=== Begin Enclosure ===

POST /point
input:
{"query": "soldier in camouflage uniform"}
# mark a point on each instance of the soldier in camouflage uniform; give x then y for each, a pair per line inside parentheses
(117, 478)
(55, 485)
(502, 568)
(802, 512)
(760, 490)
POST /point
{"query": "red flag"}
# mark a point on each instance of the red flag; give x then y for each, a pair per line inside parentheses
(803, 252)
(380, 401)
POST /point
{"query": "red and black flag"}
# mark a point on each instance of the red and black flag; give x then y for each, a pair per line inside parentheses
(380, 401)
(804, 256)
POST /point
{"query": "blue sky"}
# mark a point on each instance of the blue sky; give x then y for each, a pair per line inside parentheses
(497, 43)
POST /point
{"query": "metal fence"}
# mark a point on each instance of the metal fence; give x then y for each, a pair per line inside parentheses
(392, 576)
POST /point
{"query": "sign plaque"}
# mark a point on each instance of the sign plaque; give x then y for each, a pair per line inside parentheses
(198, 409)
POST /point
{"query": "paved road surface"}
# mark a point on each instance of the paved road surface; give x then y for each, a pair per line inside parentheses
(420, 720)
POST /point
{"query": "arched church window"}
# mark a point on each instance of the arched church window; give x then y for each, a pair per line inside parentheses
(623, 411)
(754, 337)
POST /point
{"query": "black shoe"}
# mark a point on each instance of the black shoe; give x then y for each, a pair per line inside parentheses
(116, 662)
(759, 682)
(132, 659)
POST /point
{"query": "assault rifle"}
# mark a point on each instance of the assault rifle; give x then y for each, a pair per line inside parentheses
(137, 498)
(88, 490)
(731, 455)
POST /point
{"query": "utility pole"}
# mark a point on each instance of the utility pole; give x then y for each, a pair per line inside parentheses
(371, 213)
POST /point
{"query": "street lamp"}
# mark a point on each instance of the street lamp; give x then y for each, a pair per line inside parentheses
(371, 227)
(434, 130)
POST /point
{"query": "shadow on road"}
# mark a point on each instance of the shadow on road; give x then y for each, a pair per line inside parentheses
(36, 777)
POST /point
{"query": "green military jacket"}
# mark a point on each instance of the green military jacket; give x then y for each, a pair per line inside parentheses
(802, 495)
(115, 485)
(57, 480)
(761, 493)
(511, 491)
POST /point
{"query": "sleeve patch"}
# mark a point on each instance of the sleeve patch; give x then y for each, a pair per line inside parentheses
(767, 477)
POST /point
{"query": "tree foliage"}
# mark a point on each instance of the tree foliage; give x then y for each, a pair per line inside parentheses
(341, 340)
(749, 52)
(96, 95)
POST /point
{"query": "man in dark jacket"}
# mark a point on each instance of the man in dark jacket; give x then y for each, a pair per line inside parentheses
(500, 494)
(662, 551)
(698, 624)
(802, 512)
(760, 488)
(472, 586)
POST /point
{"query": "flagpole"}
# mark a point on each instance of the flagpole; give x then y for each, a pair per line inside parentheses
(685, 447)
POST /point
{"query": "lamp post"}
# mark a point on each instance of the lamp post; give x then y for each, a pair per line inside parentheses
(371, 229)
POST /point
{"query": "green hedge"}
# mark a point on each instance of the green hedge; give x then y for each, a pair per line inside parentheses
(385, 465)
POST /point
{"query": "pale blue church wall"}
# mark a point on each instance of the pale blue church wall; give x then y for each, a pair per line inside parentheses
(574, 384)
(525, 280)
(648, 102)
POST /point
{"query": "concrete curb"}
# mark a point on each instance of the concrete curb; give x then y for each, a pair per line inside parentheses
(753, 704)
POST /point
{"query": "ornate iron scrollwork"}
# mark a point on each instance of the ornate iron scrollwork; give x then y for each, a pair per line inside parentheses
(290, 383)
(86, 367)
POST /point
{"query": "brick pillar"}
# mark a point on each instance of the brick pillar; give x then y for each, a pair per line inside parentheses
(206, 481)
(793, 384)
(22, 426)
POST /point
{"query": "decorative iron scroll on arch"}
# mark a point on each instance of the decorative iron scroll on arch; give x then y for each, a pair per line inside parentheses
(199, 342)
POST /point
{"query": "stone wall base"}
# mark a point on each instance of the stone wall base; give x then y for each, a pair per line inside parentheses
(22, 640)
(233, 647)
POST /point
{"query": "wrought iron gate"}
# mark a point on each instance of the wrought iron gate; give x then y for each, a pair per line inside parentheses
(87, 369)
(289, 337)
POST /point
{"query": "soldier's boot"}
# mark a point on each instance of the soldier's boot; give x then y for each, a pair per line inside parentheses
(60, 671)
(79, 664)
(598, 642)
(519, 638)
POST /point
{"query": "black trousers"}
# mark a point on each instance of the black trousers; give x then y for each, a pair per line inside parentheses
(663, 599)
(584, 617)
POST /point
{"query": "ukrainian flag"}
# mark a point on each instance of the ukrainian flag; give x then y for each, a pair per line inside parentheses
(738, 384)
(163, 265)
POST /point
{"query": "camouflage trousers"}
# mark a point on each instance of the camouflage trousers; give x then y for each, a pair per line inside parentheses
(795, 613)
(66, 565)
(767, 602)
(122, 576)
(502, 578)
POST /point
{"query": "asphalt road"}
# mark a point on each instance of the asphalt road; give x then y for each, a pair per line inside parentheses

=== End Enclosure ===

# [What you need to do]
Each line above with the string "asphalt" should be reported in full.

# [Result of this exercise]
{"query": "asphalt road"}
# mark a point on each instance of the asphalt road; give x then y for each, a pair per line inside parentheses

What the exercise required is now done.